Image region labeling entries

--- BEGIN ---

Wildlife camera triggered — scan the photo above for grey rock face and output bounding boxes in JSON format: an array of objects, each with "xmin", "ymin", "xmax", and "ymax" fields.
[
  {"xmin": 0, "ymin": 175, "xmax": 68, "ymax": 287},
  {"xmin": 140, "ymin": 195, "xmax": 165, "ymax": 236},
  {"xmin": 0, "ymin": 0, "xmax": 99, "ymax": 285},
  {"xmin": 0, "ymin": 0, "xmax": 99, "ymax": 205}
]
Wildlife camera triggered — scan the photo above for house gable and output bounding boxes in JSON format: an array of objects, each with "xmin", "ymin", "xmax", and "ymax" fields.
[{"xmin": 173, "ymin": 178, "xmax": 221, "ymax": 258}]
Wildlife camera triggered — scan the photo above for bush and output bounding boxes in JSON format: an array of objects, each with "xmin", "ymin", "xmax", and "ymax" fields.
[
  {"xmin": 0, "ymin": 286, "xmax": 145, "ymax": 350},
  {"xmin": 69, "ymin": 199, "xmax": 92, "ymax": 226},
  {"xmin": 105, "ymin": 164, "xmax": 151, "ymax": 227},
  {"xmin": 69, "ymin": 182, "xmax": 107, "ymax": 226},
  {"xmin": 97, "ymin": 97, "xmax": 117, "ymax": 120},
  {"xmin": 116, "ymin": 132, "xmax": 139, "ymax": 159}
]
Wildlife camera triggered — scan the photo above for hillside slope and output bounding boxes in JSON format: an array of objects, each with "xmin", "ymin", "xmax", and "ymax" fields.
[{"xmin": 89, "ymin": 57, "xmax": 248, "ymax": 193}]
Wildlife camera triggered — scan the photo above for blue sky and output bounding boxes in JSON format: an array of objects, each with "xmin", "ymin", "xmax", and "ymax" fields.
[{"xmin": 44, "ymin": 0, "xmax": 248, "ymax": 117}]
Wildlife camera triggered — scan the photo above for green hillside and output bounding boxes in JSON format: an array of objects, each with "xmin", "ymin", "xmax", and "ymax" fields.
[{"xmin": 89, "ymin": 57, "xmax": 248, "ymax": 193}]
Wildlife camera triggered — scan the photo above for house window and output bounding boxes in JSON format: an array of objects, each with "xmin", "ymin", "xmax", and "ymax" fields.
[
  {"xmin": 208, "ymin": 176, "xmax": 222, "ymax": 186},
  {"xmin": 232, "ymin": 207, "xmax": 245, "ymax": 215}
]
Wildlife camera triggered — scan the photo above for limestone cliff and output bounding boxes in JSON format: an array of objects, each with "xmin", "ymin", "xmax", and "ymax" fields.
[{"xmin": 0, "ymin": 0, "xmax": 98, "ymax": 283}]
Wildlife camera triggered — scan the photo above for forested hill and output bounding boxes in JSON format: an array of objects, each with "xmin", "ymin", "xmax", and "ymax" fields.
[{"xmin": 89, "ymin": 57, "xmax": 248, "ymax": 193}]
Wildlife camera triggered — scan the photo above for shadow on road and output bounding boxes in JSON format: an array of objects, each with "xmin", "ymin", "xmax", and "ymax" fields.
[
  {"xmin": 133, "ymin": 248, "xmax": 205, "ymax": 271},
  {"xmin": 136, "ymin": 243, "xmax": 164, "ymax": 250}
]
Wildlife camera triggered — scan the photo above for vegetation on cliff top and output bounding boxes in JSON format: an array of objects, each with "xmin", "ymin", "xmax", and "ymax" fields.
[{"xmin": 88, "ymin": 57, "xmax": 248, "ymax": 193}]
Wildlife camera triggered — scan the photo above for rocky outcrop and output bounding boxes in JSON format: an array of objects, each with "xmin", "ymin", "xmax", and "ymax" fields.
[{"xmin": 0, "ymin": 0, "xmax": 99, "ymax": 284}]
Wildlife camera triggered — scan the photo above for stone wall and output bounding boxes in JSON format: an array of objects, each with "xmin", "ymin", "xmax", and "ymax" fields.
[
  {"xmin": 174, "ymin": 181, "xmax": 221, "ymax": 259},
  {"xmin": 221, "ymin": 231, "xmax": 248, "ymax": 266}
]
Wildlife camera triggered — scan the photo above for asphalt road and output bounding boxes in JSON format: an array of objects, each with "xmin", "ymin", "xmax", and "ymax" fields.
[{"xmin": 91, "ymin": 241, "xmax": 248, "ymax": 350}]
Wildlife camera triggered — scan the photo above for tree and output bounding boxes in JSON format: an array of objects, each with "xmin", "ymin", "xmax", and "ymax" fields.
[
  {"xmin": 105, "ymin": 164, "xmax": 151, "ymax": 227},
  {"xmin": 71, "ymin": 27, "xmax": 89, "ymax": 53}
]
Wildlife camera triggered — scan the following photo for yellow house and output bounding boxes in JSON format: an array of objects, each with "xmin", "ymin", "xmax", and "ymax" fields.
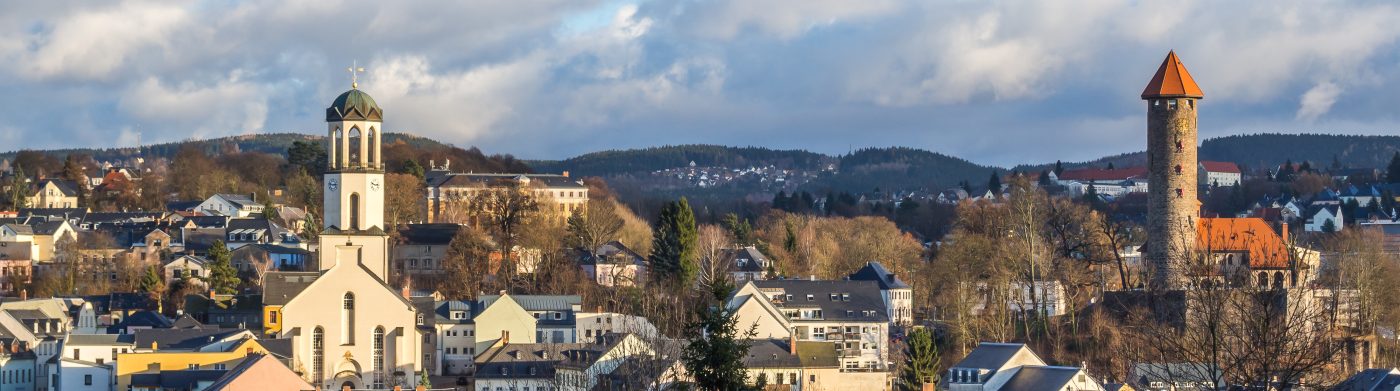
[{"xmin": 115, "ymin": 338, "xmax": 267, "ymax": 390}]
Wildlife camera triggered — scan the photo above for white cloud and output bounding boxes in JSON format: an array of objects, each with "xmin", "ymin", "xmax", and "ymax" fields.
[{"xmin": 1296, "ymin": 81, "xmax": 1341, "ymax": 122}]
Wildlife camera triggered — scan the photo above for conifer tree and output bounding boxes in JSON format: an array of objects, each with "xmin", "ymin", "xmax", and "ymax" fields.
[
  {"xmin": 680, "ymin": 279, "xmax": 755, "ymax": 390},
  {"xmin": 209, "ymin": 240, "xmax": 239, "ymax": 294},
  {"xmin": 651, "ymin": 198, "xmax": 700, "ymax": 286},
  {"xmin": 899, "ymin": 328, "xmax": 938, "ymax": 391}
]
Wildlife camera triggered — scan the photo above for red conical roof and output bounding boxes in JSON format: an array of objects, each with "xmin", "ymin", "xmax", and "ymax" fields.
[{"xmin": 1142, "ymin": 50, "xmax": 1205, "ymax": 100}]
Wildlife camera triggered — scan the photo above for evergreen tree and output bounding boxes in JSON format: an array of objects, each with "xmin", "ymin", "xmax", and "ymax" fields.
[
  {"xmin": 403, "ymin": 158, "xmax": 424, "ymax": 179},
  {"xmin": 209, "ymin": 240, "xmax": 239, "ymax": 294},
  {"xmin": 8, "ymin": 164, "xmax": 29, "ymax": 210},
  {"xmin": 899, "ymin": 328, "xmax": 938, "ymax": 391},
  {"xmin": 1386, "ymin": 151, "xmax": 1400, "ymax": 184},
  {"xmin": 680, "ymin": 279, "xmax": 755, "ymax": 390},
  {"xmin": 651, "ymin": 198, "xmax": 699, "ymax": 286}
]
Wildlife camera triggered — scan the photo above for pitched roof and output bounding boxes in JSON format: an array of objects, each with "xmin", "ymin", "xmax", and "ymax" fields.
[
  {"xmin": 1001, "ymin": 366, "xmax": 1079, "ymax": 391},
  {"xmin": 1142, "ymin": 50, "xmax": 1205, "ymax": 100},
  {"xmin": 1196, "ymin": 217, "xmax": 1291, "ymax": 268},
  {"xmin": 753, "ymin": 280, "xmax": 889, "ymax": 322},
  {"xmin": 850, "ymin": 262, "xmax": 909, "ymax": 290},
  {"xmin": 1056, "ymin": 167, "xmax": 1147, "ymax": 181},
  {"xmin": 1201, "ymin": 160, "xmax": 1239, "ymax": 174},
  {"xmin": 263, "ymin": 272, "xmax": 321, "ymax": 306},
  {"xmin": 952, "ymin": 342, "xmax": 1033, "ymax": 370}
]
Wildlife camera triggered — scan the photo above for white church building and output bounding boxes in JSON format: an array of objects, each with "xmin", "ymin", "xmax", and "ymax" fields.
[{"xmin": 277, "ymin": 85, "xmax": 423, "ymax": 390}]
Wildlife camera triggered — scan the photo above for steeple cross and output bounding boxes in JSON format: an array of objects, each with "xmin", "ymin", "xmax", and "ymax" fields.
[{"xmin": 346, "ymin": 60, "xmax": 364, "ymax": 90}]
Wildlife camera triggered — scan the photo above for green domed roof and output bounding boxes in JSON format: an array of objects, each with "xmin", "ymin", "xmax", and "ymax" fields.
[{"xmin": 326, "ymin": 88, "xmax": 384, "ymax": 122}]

--- END ---

▸ REQUIREMENT
Count the lines in the records above that contain the string "cliff", matching case exactly, and give only the number.

▸ PROBLEM SOLUTION
2